Return each entry exactly, so that nothing in the data differs from the original.
START Data excerpts
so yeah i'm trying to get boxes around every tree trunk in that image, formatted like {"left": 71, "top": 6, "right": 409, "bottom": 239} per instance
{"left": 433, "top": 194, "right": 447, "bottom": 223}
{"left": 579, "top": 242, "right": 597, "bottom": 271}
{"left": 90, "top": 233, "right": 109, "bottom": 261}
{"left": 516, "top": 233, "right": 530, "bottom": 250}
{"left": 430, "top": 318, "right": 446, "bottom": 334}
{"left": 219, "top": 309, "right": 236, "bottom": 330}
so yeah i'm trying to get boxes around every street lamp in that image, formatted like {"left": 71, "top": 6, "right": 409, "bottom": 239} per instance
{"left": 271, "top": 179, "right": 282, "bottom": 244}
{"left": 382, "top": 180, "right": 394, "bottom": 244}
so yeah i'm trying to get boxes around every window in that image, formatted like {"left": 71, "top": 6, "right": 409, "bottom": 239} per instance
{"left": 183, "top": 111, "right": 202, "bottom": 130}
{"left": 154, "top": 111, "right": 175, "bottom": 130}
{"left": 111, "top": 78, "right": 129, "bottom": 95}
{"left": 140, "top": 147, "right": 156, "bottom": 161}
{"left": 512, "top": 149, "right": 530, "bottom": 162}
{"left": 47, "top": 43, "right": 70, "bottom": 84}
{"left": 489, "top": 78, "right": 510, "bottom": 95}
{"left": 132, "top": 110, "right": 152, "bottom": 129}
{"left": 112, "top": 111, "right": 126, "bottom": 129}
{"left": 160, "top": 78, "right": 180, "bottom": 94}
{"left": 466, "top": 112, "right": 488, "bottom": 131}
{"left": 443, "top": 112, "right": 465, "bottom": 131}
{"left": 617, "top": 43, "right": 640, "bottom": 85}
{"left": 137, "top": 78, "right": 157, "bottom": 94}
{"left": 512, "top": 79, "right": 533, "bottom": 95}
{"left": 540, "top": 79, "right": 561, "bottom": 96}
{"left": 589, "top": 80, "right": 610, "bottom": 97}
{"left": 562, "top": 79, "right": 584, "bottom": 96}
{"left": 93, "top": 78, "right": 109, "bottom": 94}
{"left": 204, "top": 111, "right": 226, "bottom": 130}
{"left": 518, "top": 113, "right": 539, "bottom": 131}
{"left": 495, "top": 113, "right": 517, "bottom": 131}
END Data excerpts
_Answer below_
so yeah i'm trying to get boxes around every tree trunk in that image, formatted like {"left": 71, "top": 6, "right": 409, "bottom": 239} per instance
{"left": 433, "top": 194, "right": 447, "bottom": 223}
{"left": 579, "top": 242, "right": 597, "bottom": 271}
{"left": 90, "top": 233, "right": 109, "bottom": 261}
{"left": 516, "top": 233, "right": 530, "bottom": 250}
{"left": 430, "top": 318, "right": 446, "bottom": 334}
{"left": 219, "top": 309, "right": 236, "bottom": 330}
so yeah i'm trying to get boxes around every street lamp in that image, formatted like {"left": 71, "top": 6, "right": 409, "bottom": 239} per instance
{"left": 271, "top": 179, "right": 282, "bottom": 244}
{"left": 382, "top": 180, "right": 394, "bottom": 244}
so yeah i'm trying to get boxes around every window in that image, formatted like {"left": 71, "top": 6, "right": 409, "bottom": 239} per instance
{"left": 183, "top": 111, "right": 202, "bottom": 130}
{"left": 154, "top": 111, "right": 175, "bottom": 130}
{"left": 111, "top": 78, "right": 129, "bottom": 95}
{"left": 140, "top": 147, "right": 156, "bottom": 161}
{"left": 512, "top": 149, "right": 530, "bottom": 162}
{"left": 47, "top": 43, "right": 70, "bottom": 84}
{"left": 489, "top": 78, "right": 510, "bottom": 95}
{"left": 132, "top": 110, "right": 152, "bottom": 129}
{"left": 112, "top": 111, "right": 126, "bottom": 129}
{"left": 160, "top": 78, "right": 180, "bottom": 94}
{"left": 466, "top": 112, "right": 488, "bottom": 131}
{"left": 443, "top": 112, "right": 465, "bottom": 131}
{"left": 617, "top": 43, "right": 640, "bottom": 85}
{"left": 137, "top": 78, "right": 157, "bottom": 94}
{"left": 512, "top": 79, "right": 533, "bottom": 95}
{"left": 540, "top": 79, "right": 561, "bottom": 96}
{"left": 589, "top": 80, "right": 610, "bottom": 97}
{"left": 562, "top": 79, "right": 584, "bottom": 96}
{"left": 93, "top": 78, "right": 109, "bottom": 94}
{"left": 204, "top": 111, "right": 226, "bottom": 130}
{"left": 518, "top": 113, "right": 539, "bottom": 131}
{"left": 495, "top": 113, "right": 517, "bottom": 131}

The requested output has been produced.